=== Fragmento del documento ===
+ + + + + + +

La patera Caronte
El mar tiene hambre, y cuando el mar tiene hambre le importa poco el hambre de los demás. Le importa poco hacia dónde va o de dónde viene, le importa nada todo. Y cuando el mar tiene hambre se viste de negro. Negro y racista, incongruente. Negro como la piel hambrienta, que por algo ha sido siempre negra el hambre. Negro como el hombre sin nombre, como el ser humano sin apellidos, como la mujer que aguanta el dolor cuando el sol se la está comiendo. Negro, como el calor cuando le deshidrata las entrañas. Negro como yo cuando miro al cielo y en vez de santiaguarme hago la señal de la espada.
A un lado del mar -el mar del dolor, Aqueronte, un Estrecho que no se acaba nunca- la miseria se empeña en dejar secuelas en la vida de la gente; de aquellos que suponen el paraíso, ilusos, que viene de ilusión. La ilusión de un mundo mejor.
Al otro lado el sueño inventado por gente sin escrúpulos que les venden un edén, que sí que existe, no nos engañemos, pero no para ellos. Para ellos la ruina de la incertidumbre, el posible regreso, ¡qué corto se hace el camino de vuelta! ¡Qué cerca está el fin del mundo!
Y en medio del mar, la patera, Caronte, en la que viajan almas en pena, ya la mitad sin vida, ya la otra mitad con la piel gastada. Desorientados, a merced del agua y de los vientos, a merced del mar que puede que se los trague, perdida la noción del tiempo y todas las demás nociones, sin más idioma que el de unos ojos que gritan de miedo.

+ + + + + + +

=== Conjunto de líneas ===

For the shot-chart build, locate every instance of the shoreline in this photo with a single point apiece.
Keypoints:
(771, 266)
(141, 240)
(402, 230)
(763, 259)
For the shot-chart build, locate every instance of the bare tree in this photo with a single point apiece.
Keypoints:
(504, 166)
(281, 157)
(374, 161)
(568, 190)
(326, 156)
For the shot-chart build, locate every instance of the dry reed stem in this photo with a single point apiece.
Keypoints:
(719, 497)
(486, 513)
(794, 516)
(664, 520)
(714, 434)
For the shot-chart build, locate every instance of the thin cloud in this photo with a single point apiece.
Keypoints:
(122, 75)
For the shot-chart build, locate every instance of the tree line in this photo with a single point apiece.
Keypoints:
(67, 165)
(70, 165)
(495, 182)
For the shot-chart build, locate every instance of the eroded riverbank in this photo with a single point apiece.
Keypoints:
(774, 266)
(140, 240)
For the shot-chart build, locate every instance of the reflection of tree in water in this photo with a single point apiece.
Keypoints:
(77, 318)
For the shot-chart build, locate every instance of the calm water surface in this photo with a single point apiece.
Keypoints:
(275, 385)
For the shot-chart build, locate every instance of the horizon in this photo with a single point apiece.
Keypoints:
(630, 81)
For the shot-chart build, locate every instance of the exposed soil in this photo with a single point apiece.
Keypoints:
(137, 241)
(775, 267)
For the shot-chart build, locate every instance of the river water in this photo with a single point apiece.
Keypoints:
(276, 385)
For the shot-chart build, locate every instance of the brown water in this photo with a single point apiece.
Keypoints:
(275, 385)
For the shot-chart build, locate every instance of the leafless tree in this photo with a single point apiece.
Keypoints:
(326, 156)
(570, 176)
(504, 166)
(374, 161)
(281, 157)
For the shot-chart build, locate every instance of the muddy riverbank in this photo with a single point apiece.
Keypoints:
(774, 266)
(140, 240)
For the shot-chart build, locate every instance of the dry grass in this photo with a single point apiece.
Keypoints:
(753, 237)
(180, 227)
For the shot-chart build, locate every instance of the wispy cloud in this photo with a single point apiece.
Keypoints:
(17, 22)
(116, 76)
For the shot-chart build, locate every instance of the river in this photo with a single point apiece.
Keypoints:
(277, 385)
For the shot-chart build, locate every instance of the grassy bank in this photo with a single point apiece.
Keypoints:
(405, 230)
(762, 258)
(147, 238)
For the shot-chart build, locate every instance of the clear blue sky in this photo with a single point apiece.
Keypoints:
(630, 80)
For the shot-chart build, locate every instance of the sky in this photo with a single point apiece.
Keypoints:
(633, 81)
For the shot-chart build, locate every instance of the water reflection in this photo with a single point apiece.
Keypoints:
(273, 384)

+ + + + + + +

=== Cómo resolver la tarea ===
Sigue escribiendo el texto sobre la patera Caronte a partir de su última frase.

=== Respuesta de la tarea ===
Vienen cargados de imágenes: un horizonte oscuro, el rostro cansado, confusos, la mirada implorando, aliento de sangre, la pena de haber tenido que dejar el cuerpo sin vida de su hermano en el fondo de las aguas, la de meter a los hijos en el infierno porque el infierno es más seguro que su casa.
Caronte los abandona en una playa de julio que los recibe. Algunos con lástima y otros con la risa macabra del racismo, el chiste malo de quién no tiene gracia ninguna. Menos mal que no entienden el idioma, “sucios inmigrantes”, “vienen a robarnos lo nuestro”.
Menos mal que esos insultos duelen menos que el estómago vacío, que la sed que inunda sus cuerpos, que la fe en un Dios, se llame como se llame, que también, ¡que casualidad!, como Caronte, los ha abandonado. Menos mal que el racismo duele menos que el cuerpo ahuesado de los niños.
“Váyanse a su casa”. Menos mal que esta casa también es mía y en mi casa entra quien a mi me da la gana. Mía y de quien le auxilia y le da agua. Porque, enemigo xenófobo y racista, da la coincidencia de que éste país también es mío y a mí no me sobre nadie, al contrario, falta mucha gente que se ha quedado en el camino.